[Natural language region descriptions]
◆ ◆ ◆ ◆
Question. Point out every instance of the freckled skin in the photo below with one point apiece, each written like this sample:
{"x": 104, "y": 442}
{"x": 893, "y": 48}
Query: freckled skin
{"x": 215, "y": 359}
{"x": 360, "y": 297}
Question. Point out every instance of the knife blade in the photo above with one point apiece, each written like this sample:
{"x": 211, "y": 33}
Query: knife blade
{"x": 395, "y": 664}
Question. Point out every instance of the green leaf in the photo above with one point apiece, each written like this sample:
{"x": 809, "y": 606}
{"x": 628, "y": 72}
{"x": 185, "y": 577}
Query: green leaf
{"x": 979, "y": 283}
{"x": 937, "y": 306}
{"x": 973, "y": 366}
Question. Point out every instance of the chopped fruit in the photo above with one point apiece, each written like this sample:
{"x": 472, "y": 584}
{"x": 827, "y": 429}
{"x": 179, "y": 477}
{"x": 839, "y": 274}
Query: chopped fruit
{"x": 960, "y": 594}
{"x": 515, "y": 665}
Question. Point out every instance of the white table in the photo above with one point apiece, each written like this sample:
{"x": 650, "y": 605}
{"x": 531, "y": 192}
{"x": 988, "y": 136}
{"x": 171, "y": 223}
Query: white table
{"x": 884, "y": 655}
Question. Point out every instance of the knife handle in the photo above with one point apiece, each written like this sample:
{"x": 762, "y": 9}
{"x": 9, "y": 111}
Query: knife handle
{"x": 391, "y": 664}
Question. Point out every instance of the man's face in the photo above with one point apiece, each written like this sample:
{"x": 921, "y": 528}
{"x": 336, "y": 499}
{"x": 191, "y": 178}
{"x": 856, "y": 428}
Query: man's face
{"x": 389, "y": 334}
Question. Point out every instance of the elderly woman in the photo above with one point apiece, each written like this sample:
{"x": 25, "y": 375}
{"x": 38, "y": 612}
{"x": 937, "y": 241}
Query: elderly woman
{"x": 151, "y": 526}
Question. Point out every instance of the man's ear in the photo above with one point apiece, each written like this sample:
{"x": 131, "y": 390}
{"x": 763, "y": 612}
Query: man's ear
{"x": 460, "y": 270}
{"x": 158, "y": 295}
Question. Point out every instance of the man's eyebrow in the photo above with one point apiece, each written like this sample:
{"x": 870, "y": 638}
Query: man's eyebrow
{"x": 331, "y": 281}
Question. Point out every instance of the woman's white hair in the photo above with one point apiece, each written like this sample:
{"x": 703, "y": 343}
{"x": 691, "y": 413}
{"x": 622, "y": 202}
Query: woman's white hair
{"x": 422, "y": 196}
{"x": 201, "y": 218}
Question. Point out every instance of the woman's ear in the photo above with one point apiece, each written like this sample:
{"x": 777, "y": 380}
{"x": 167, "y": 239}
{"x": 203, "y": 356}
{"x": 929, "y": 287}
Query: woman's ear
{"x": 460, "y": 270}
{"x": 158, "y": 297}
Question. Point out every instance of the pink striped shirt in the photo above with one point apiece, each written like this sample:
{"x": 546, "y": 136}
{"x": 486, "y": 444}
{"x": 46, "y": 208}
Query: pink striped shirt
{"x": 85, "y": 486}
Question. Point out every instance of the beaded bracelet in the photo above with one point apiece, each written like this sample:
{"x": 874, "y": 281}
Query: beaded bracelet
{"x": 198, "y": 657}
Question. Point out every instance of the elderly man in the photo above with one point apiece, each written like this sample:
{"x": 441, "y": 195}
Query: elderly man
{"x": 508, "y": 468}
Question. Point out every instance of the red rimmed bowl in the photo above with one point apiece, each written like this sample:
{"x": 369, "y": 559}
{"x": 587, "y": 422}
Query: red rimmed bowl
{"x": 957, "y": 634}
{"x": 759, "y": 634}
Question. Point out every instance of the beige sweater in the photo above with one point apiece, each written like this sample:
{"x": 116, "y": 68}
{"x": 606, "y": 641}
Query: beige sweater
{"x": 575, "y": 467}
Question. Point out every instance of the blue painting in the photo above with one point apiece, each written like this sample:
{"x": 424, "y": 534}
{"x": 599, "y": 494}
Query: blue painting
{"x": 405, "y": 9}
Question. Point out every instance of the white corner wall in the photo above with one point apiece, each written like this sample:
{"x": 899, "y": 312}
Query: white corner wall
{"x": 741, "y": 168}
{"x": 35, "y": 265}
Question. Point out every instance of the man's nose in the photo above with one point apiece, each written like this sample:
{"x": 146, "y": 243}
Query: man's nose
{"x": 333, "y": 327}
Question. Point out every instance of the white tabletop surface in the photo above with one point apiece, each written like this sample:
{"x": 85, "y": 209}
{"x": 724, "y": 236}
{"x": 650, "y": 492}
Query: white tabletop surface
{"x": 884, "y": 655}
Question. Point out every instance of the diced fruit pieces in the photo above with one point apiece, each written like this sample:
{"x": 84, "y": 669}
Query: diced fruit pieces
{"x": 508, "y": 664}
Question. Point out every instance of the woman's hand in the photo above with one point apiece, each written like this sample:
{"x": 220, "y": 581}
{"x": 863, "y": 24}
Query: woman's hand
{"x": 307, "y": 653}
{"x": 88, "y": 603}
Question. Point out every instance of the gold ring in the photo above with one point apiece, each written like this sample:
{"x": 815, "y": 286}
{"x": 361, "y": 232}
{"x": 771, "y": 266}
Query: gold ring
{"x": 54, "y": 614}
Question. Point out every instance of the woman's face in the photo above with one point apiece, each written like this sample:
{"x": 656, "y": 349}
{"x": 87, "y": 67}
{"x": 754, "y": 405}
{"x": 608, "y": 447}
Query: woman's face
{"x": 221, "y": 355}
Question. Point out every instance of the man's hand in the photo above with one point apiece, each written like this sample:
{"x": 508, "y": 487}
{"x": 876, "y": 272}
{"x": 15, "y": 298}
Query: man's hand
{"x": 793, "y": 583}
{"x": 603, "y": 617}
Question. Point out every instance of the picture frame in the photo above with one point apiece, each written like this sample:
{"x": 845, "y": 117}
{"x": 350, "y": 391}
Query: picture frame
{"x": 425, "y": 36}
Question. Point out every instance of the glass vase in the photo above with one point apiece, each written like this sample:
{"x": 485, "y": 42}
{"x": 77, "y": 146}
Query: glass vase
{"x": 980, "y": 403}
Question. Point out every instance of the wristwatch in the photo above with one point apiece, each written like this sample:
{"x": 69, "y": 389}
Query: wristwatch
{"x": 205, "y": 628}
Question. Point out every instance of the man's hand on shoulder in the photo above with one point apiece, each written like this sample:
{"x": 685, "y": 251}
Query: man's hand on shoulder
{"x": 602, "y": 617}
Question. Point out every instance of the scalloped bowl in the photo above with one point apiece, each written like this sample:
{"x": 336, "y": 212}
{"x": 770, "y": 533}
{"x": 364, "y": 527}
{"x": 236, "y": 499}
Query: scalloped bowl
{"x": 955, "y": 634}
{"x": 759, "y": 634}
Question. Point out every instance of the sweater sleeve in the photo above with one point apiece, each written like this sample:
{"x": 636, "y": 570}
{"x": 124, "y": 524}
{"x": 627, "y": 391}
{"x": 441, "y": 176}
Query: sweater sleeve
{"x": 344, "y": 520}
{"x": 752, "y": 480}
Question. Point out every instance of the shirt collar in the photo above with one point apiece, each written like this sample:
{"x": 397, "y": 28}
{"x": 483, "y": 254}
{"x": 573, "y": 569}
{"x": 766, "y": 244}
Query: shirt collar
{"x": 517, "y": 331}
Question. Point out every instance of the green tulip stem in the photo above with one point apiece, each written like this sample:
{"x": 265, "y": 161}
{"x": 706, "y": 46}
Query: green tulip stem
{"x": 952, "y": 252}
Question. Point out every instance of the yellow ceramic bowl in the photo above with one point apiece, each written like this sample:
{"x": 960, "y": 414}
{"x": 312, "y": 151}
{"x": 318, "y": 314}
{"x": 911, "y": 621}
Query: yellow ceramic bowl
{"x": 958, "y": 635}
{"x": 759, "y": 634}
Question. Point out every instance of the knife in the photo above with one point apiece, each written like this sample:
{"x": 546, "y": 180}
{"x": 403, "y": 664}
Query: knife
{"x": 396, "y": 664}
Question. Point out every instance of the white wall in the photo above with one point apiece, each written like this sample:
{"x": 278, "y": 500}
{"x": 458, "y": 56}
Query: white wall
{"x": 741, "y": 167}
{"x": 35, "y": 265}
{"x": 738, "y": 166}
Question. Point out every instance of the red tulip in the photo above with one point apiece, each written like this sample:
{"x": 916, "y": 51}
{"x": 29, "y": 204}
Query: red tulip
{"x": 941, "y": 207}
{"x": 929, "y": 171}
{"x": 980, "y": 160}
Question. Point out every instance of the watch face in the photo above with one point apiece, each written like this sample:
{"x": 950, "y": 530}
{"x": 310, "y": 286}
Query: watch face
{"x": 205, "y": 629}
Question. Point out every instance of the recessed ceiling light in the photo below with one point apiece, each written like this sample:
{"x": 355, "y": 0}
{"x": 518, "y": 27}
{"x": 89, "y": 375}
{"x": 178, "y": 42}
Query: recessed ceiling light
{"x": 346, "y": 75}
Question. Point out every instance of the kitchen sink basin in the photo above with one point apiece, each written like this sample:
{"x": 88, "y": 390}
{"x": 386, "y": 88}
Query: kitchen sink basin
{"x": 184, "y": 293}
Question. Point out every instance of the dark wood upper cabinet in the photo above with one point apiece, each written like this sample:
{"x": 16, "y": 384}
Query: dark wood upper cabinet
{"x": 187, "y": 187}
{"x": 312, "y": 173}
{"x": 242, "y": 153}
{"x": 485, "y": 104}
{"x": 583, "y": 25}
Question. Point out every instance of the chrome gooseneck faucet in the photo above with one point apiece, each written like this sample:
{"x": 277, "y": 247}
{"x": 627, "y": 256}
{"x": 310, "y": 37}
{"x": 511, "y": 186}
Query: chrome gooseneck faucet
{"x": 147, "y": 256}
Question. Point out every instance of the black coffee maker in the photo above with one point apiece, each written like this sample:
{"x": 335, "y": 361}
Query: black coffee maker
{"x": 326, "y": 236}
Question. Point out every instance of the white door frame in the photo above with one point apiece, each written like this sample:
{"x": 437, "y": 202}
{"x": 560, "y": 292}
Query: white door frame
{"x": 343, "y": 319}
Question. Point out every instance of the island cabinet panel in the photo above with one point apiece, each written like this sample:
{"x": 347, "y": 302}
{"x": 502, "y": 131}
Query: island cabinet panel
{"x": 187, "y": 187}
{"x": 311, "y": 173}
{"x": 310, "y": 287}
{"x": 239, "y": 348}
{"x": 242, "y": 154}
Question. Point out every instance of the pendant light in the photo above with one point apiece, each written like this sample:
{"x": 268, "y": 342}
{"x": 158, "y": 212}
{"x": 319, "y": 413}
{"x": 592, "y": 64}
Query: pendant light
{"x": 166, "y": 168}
◆ ◆ ◆ ◆
**ABOUT THIS EXERCISE**: Could you restate word for word the lines above, from the one that contains "Query: man's hand on shoulder" through the one that contains "Question. Point out every instance of the shirt", and no others?

**RESPONSE TO THIS TASK**:
Query: man's hand on shoulder
{"x": 602, "y": 617}
Question. Point out every instance of the scalloped bowl in the photo above with one point apiece, each written like this sample:
{"x": 336, "y": 212}
{"x": 770, "y": 533}
{"x": 364, "y": 527}
{"x": 236, "y": 499}
Query: scalloped bowl
{"x": 955, "y": 634}
{"x": 759, "y": 634}
Question. Point out every instance of the sweater sleeve in the photo above with one point apiece, each written like this sample:
{"x": 636, "y": 570}
{"x": 124, "y": 524}
{"x": 627, "y": 391}
{"x": 441, "y": 176}
Query: sweater sleeve
{"x": 344, "y": 520}
{"x": 752, "y": 480}
Question. Point out every instance of the shirt collar in the photo above with one point apiece, each written like this sample:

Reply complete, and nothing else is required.